__Exercise inputs__.
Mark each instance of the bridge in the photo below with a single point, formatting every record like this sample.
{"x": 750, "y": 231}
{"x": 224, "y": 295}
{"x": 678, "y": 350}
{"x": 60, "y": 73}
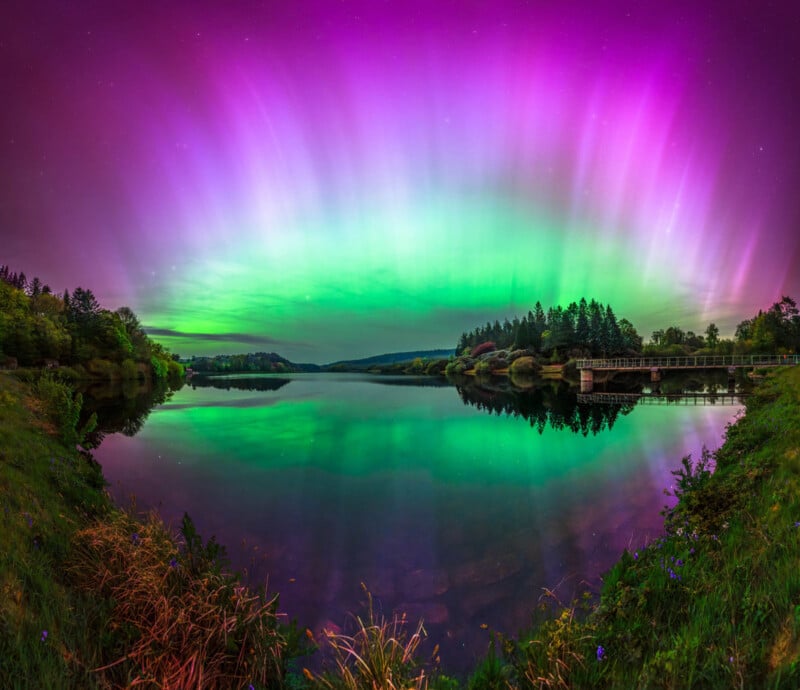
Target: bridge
{"x": 655, "y": 365}
{"x": 657, "y": 399}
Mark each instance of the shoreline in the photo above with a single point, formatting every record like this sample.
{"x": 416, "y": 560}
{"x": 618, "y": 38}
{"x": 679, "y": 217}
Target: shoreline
{"x": 750, "y": 493}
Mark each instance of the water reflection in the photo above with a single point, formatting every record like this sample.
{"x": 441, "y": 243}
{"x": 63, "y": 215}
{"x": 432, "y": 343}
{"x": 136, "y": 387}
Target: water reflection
{"x": 555, "y": 406}
{"x": 443, "y": 500}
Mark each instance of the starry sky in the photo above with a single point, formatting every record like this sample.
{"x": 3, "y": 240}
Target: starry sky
{"x": 332, "y": 179}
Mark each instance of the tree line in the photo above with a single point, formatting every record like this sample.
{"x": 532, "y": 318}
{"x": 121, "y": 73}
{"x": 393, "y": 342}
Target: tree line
{"x": 774, "y": 331}
{"x": 582, "y": 329}
{"x": 40, "y": 328}
{"x": 590, "y": 329}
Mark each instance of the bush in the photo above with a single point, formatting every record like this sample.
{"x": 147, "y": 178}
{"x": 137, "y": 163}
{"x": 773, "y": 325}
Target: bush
{"x": 129, "y": 370}
{"x": 103, "y": 369}
{"x": 63, "y": 408}
{"x": 483, "y": 348}
{"x": 524, "y": 365}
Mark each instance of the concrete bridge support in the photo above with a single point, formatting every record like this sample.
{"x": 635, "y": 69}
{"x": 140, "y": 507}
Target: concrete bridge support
{"x": 587, "y": 380}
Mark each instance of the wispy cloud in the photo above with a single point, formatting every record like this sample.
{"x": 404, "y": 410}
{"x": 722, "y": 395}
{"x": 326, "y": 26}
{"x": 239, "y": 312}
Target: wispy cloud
{"x": 244, "y": 338}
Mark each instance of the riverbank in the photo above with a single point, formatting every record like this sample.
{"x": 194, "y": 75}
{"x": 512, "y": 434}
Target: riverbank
{"x": 713, "y": 604}
{"x": 94, "y": 597}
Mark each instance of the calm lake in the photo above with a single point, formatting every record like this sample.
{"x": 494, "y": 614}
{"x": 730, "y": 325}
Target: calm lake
{"x": 456, "y": 504}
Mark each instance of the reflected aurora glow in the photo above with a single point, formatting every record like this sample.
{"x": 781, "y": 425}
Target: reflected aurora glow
{"x": 445, "y": 511}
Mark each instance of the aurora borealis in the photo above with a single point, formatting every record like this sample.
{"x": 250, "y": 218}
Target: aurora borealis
{"x": 338, "y": 179}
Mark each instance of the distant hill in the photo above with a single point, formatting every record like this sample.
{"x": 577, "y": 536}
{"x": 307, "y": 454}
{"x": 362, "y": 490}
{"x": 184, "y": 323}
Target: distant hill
{"x": 392, "y": 358}
{"x": 259, "y": 362}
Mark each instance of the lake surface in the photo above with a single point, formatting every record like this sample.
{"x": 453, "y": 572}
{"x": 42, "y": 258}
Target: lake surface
{"x": 459, "y": 505}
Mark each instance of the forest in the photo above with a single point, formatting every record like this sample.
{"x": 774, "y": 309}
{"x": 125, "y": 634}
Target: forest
{"x": 590, "y": 329}
{"x": 582, "y": 329}
{"x": 74, "y": 333}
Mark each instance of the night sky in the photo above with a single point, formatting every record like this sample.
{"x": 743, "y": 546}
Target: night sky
{"x": 337, "y": 179}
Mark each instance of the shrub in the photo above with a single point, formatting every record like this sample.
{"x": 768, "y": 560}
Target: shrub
{"x": 483, "y": 348}
{"x": 129, "y": 370}
{"x": 103, "y": 369}
{"x": 63, "y": 408}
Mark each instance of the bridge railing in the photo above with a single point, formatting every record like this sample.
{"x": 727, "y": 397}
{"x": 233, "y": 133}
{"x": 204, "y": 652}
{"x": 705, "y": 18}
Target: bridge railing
{"x": 690, "y": 362}
{"x": 652, "y": 399}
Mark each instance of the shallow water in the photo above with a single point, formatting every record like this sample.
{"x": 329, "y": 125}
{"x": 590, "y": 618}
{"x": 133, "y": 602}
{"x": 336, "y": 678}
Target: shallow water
{"x": 450, "y": 511}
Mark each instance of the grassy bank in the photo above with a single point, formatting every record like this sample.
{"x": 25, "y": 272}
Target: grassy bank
{"x": 92, "y": 597}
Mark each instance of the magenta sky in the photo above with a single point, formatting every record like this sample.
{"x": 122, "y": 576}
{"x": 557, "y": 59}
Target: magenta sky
{"x": 279, "y": 175}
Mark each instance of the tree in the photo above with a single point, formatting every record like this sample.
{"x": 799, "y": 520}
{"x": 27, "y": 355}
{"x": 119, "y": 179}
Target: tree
{"x": 712, "y": 336}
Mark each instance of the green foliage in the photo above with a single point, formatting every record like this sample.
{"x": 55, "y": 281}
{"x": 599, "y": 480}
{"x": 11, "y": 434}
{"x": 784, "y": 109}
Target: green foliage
{"x": 129, "y": 371}
{"x": 63, "y": 408}
{"x": 581, "y": 329}
{"x": 39, "y": 329}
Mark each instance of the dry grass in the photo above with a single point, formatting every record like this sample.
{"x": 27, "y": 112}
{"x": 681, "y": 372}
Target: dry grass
{"x": 178, "y": 625}
{"x": 380, "y": 655}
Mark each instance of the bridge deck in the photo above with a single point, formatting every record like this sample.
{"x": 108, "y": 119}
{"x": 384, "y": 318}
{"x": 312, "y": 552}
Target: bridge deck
{"x": 704, "y": 362}
{"x": 656, "y": 399}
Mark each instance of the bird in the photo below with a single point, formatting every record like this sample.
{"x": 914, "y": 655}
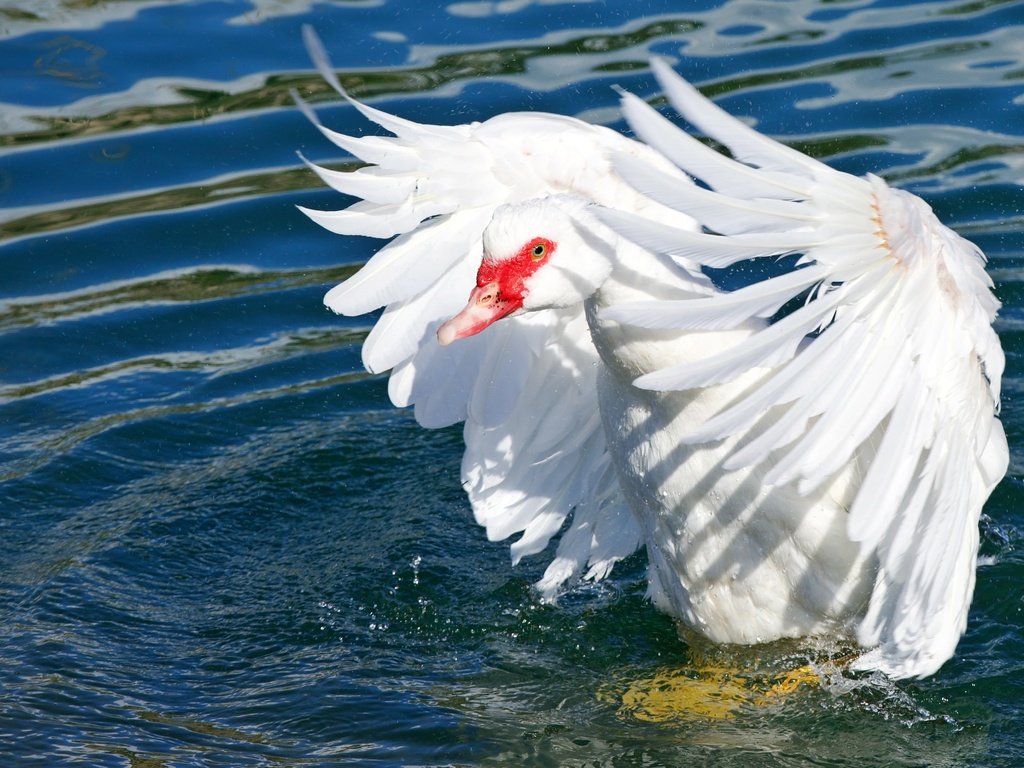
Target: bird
{"x": 805, "y": 456}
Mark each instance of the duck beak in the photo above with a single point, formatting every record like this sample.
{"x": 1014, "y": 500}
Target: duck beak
{"x": 484, "y": 307}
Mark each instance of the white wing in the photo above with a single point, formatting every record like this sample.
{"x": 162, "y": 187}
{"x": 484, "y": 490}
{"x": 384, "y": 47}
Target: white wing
{"x": 891, "y": 360}
{"x": 526, "y": 386}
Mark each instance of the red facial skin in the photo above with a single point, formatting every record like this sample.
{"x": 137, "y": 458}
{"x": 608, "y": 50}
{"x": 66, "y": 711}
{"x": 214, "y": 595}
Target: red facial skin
{"x": 500, "y": 291}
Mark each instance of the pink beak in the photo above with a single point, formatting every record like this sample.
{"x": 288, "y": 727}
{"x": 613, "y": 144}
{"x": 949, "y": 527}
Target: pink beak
{"x": 483, "y": 308}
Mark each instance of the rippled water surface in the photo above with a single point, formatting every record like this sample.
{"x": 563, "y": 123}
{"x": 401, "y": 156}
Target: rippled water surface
{"x": 220, "y": 545}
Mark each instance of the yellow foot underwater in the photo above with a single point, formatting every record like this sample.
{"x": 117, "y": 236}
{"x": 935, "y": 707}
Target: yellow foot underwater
{"x": 704, "y": 692}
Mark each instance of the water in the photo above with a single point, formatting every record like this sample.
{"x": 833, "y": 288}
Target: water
{"x": 221, "y": 546}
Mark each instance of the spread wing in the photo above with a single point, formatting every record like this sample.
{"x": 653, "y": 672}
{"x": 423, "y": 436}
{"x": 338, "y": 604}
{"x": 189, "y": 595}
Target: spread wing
{"x": 889, "y": 358}
{"x": 525, "y": 387}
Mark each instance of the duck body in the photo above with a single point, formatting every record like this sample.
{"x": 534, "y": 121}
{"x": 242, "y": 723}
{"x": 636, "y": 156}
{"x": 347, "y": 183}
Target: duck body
{"x": 813, "y": 472}
{"x": 733, "y": 558}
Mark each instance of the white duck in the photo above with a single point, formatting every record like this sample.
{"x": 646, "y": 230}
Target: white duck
{"x": 821, "y": 474}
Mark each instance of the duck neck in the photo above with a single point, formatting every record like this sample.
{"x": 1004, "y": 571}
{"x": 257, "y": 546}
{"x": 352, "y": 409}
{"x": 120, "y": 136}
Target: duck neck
{"x": 637, "y": 274}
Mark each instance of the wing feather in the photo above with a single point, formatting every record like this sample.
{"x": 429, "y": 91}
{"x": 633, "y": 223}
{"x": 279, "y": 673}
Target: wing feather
{"x": 531, "y": 461}
{"x": 891, "y": 365}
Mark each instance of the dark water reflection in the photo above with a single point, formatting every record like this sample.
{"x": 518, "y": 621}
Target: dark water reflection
{"x": 219, "y": 545}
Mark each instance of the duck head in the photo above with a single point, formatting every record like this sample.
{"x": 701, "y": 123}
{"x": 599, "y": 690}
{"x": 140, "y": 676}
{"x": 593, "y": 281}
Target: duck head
{"x": 541, "y": 254}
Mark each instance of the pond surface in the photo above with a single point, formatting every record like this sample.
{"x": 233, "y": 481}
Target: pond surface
{"x": 221, "y": 546}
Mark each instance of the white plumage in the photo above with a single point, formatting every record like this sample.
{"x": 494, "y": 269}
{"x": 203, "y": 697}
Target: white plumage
{"x": 816, "y": 473}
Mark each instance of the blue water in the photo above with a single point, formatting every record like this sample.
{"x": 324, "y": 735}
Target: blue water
{"x": 220, "y": 545}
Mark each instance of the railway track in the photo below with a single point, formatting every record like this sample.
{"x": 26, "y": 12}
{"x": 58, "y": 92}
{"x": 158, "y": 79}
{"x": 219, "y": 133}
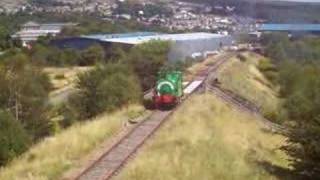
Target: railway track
{"x": 247, "y": 107}
{"x": 111, "y": 162}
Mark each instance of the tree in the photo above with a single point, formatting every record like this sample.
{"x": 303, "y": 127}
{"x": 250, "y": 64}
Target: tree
{"x": 303, "y": 106}
{"x": 24, "y": 91}
{"x": 92, "y": 55}
{"x": 105, "y": 88}
{"x": 147, "y": 59}
{"x": 13, "y": 138}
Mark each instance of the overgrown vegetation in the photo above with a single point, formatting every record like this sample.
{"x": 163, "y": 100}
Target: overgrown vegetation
{"x": 104, "y": 89}
{"x": 297, "y": 63}
{"x": 242, "y": 77}
{"x": 14, "y": 139}
{"x": 211, "y": 142}
{"x": 113, "y": 82}
{"x": 53, "y": 156}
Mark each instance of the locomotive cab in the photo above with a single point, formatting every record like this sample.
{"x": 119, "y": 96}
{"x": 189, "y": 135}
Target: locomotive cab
{"x": 168, "y": 90}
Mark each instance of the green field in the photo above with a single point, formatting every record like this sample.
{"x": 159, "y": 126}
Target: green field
{"x": 207, "y": 139}
{"x": 244, "y": 79}
{"x": 52, "y": 157}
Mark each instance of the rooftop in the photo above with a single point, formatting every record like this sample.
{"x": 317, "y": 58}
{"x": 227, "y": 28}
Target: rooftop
{"x": 141, "y": 37}
{"x": 289, "y": 27}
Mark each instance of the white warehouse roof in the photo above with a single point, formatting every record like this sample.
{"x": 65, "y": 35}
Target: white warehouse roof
{"x": 162, "y": 37}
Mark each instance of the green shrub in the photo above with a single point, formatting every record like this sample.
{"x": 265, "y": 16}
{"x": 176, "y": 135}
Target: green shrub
{"x": 105, "y": 88}
{"x": 13, "y": 138}
{"x": 242, "y": 58}
{"x": 59, "y": 76}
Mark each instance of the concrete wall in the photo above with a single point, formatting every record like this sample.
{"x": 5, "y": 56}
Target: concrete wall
{"x": 180, "y": 50}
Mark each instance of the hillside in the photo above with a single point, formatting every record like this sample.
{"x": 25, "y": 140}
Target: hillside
{"x": 69, "y": 147}
{"x": 207, "y": 139}
{"x": 243, "y": 78}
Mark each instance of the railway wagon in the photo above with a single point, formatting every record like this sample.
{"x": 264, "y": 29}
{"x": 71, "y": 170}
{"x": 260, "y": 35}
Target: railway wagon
{"x": 168, "y": 90}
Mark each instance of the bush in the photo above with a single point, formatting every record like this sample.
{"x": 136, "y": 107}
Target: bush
{"x": 242, "y": 58}
{"x": 105, "y": 88}
{"x": 14, "y": 139}
{"x": 147, "y": 59}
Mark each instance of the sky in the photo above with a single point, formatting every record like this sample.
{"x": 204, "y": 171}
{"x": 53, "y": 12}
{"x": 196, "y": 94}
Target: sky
{"x": 317, "y": 1}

__The exercise__.
Extract, verbatim, the lines from the one containing "Mark each instance of the white warehouse" through the last line of the listing above.

__Solution for this task__.
Mark each instance of the white warehouse roof in the photo above with a single point, formatting every record like this sample.
{"x": 65, "y": 35}
Target: white warehouse roof
{"x": 162, "y": 37}
Mark each instance of the green shrub in the photo above with a single point, formatting every record like this sample.
{"x": 265, "y": 16}
{"x": 176, "y": 135}
Target: green shrub
{"x": 105, "y": 88}
{"x": 13, "y": 138}
{"x": 242, "y": 58}
{"x": 59, "y": 76}
Mark each instance of the concrete wall in the photo above with a single point, formatting every record like this sample.
{"x": 5, "y": 56}
Target: concrete wall
{"x": 180, "y": 50}
Mark each instance of the hillside in the photo above with a single point, formatting every record like this sample.
{"x": 25, "y": 140}
Target: hillside
{"x": 69, "y": 147}
{"x": 207, "y": 139}
{"x": 243, "y": 78}
Mark each instance of the railway wagon in the photo above with a single point, formatting every record like this sample.
{"x": 264, "y": 29}
{"x": 71, "y": 170}
{"x": 260, "y": 35}
Target: railway wagon
{"x": 168, "y": 90}
Mark each instance of the bush in the photo above with a single point, formatting every record like this sample.
{"x": 136, "y": 107}
Target: bush
{"x": 242, "y": 58}
{"x": 105, "y": 88}
{"x": 14, "y": 139}
{"x": 147, "y": 59}
Mark each instance of the sky in the photo above with a single point, formatting every record like this sample.
{"x": 204, "y": 171}
{"x": 53, "y": 12}
{"x": 196, "y": 94}
Target: sky
{"x": 317, "y": 1}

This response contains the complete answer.